━━━━━ PAGE EXCERPT
Randy S.
Yelp
Tokyo, Hiroo. March 2025.
Hiroo doesn't have a lot of fancy single dwelling homes but the area is upscale. The neighborhood sits between busier Ebisu and Roppongi, and middle class Azabu. Uchitsu is in a discrete low rise building along a main thoroughfare in Hiroo.
The name is written variously as Uchitsu, Tempura Uchitsu, and TenTempura Uchitsu. The Ten is the same kanji for "heaven" and "tempura" so it gives you an idea of what chef-owner, Takahisa Uchitsu hopes to offer you.
This is an intimate 7 seat counter. There is a full length window illuminated with seasonal greenery. A sparse wooden back counter with simple pottery. It is meant to immediately relax and lift your spirits when you sit down, and refresh your line of vision as you eat. The atmosphere is very welcoming, starting from the smile and greeting when you enter, all the way to the very gracious welcome and goodbye by Taisho Uchitsu. You can ask questions, take photo, ask for advice on the best way to season or eat any piece. They will anticipate your needs as they watch how you eat. This is not for novices, but extremely foreigner-friendly if you're looking for an upscale experience.
You will not be served a course of all the traditional tempura heavy hitters - there are ingredients not usually used in high end tempura. There is a basket display of all the evening's vegetables, and a cedar box of many of the proteins offered. You will notice a slightly individualized mix of tempura for each diner.
The course starts with a sakizuke trio of seasonal bites before getting a delicate prawn crack-like shrimp head followed by the rest of the shrimp. A couple of otsumami dishes are very creative - there is a nori wrap of a grilled winter fish, menuki, eaten with shiso leaf, shiso flowers, wasabi, and beer marinated pickled takuan - a shallow dish of kombu dashi on a small brazier to shabu shabu raw seaweed and first of the season hotaru ika. Kasugodai, baby sea bream, is served as a filet with the tail on - an indication of the actual size of the tai. Amadai is a simple and beautiful offering with the skin and scales - the skin keeps the piece together while the scales form a crunchy rough pattern on the piece.
━━━━━━━━━━
━━━━━ INFORMATION
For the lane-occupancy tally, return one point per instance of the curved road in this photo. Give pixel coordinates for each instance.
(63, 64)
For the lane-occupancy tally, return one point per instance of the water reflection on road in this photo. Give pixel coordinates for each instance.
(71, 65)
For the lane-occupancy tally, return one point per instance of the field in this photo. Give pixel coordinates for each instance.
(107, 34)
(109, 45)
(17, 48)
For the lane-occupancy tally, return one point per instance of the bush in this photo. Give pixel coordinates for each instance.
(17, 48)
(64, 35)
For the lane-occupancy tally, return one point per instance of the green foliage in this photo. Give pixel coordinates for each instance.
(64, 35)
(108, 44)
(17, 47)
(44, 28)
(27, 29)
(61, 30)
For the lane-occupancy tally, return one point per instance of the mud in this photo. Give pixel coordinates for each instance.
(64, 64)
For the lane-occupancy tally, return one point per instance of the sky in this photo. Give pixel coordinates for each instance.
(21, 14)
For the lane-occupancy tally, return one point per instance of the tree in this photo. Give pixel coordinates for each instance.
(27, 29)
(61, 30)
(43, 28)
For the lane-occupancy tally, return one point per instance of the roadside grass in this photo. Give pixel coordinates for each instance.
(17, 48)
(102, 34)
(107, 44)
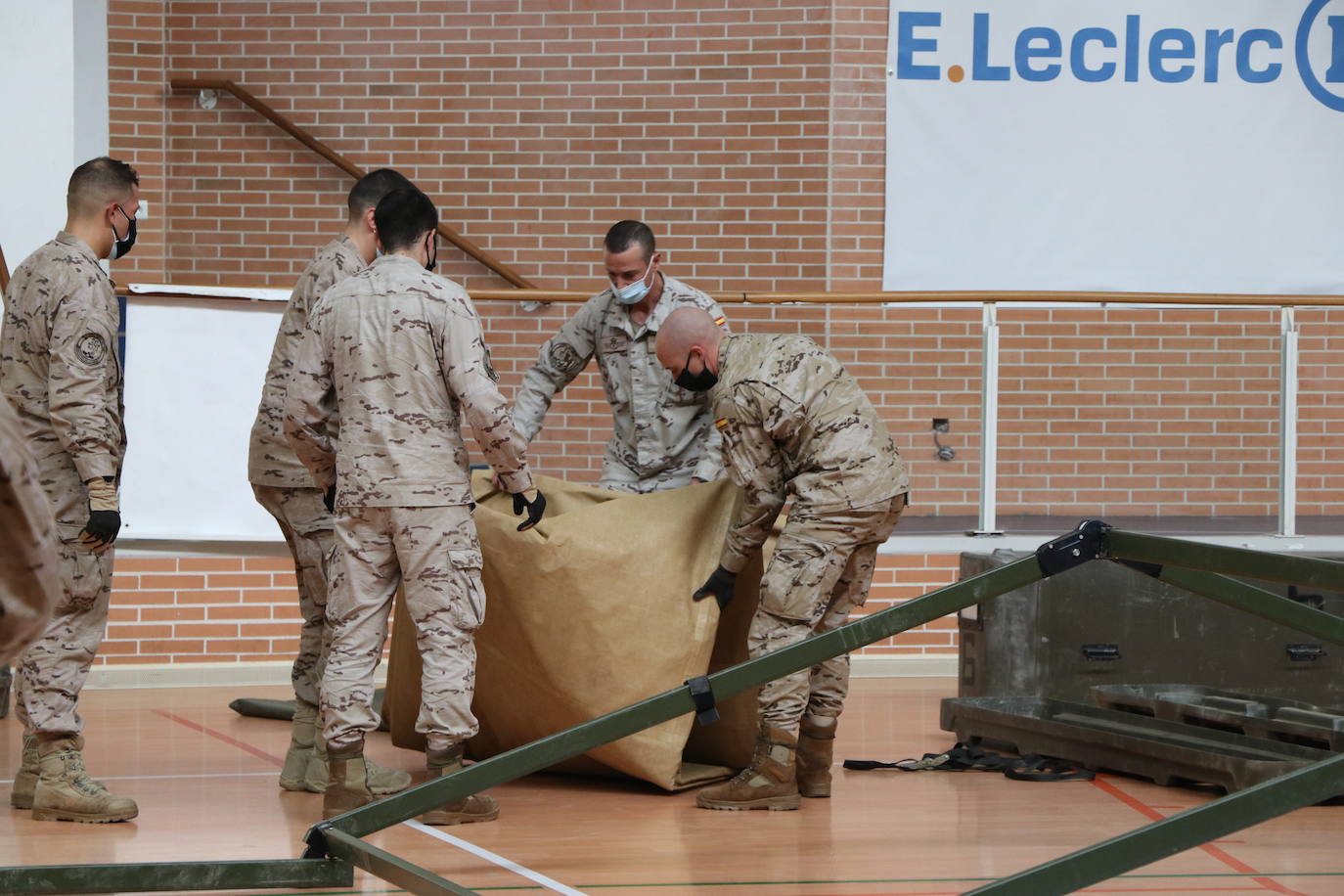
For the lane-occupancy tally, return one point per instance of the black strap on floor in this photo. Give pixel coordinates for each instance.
(966, 758)
(703, 696)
━━━━━━━━━━
### REQUIRED TASKS
(1) Do these statements agree with the Uchitsu review? (a) The counter seats seven diners. (b) Every diner receives the same mix of tempura. (c) The amadai is served without its skin.
(2) Reproduce the part of the Uchitsu review that starts at "You will not be" and ends at "for each diner.".

### ANSWERS TO THE EXERCISE
(1)
(a) Yes: "This is an intimate 7 seat counter."
(b) No: "You will notice a slightly individualized mix of tempura for each diner."
(c) No: "Amadai is a simple and beautiful offering with the skin and scales"

(2)
You will not be served a course of all the traditional tempura heavy hitters - there are ingredients not usually used in high end tempura. There is a basket display of all the evening's vegetables, and a cedar box of many of the proteins offered. You will notice a slightly individualized mix of tempura for each diner.